◆ Task prompt ◆
Emit the line that holds "[pin] rocky outcrop -- one per line" and all lines following it through the end of the data, verbatim, and nothing else.

-- -- --

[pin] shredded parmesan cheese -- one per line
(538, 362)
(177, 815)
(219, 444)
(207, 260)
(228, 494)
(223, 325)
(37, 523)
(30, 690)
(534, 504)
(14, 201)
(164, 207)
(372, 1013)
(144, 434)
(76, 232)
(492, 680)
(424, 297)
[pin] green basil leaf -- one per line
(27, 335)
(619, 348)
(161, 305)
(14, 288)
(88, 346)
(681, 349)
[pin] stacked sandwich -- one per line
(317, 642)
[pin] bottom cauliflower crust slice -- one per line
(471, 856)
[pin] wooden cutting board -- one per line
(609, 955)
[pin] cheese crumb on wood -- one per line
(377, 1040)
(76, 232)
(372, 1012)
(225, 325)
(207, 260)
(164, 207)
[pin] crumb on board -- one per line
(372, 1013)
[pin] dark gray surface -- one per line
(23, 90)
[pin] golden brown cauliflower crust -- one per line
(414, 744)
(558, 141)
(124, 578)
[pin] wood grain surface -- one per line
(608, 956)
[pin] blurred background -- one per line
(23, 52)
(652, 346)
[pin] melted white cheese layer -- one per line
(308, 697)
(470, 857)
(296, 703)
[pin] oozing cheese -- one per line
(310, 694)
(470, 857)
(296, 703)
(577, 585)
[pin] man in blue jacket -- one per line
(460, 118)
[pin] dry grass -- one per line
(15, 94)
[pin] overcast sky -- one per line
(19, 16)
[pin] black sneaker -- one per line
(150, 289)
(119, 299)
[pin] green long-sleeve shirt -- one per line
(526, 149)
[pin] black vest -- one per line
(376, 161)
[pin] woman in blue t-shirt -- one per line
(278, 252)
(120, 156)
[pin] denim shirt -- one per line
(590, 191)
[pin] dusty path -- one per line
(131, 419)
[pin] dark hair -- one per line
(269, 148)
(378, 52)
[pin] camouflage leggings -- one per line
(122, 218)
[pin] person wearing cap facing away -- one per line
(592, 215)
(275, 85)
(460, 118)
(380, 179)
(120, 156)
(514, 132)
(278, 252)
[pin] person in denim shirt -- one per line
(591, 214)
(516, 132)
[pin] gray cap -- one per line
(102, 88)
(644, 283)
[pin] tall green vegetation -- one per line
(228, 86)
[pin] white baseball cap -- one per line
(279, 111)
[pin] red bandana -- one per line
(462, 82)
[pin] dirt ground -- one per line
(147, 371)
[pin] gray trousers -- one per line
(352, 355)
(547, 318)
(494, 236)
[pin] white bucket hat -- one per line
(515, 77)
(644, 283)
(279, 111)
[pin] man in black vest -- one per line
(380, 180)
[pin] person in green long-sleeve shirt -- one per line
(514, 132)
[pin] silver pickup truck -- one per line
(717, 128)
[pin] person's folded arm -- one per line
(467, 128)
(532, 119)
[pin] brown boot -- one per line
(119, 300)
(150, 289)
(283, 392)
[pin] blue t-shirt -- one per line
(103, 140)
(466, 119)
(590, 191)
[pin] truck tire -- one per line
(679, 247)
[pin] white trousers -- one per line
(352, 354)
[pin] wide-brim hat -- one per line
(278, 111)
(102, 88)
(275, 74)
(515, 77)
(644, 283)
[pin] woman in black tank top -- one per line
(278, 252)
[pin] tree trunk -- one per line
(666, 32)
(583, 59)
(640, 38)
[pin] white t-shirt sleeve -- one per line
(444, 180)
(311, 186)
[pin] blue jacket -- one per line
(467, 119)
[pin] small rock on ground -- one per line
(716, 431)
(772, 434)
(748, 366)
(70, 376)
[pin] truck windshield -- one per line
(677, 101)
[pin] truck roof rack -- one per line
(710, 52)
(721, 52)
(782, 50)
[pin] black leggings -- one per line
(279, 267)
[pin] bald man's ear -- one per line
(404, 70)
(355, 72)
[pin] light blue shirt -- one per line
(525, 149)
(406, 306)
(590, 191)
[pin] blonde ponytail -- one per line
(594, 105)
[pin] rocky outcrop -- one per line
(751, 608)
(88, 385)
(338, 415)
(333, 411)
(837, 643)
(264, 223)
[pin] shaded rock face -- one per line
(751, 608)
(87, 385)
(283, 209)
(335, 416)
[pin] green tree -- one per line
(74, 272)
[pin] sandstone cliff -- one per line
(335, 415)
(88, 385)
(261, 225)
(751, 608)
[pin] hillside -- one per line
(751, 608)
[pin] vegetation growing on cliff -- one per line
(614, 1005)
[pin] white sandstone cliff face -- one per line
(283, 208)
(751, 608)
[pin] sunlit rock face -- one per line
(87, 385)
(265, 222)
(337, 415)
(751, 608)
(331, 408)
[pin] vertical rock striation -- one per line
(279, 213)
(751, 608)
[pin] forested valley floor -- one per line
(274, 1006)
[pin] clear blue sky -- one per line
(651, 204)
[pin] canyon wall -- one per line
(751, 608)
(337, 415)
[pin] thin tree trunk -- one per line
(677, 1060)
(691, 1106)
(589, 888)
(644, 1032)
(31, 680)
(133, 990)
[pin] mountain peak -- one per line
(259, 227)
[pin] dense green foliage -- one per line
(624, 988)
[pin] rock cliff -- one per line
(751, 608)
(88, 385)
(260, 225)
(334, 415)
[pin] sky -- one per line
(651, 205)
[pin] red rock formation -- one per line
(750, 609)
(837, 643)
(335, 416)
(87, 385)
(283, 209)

-- -- --

◆ Written response ◆
[pin] rocky outcrop -- one per line
(751, 608)
(88, 385)
(338, 415)
(333, 411)
(837, 643)
(264, 223)
[pin] shaded rock face -- one per line
(751, 608)
(87, 385)
(283, 209)
(335, 416)
[pin] green tree -- one per line
(74, 272)
[pin] sandstone cliff -- one per line
(335, 415)
(88, 385)
(261, 225)
(751, 608)
[pin] hillside -- one per line
(751, 608)
[pin] vegetation growing on cliff -- one per line
(614, 1005)
[pin] white sandstone cliff face -- one per line
(283, 208)
(751, 608)
[pin] sunlit rock face -- one per line
(87, 385)
(265, 222)
(337, 415)
(751, 608)
(331, 408)
[pin] vertical rock striation -- one per line
(279, 213)
(751, 608)
[pin] forested valley floor -- one per line
(274, 1006)
[pin] clear blue sky -- one per line
(651, 204)
[pin] canyon wall -- one per line
(751, 608)
(337, 415)
[pin] thin tree trunk -- one per line
(677, 1060)
(691, 1106)
(589, 888)
(644, 1032)
(31, 680)
(133, 990)
[pin] mountain peak -- one per line
(259, 227)
[pin] dense green foliage -- one per line
(624, 988)
[pin] rock cliff -- one per line
(751, 608)
(88, 385)
(260, 225)
(334, 415)
[pin] sky -- one per line
(651, 205)
[pin] red rock formation -- one per line
(750, 609)
(837, 643)
(335, 416)
(87, 385)
(283, 209)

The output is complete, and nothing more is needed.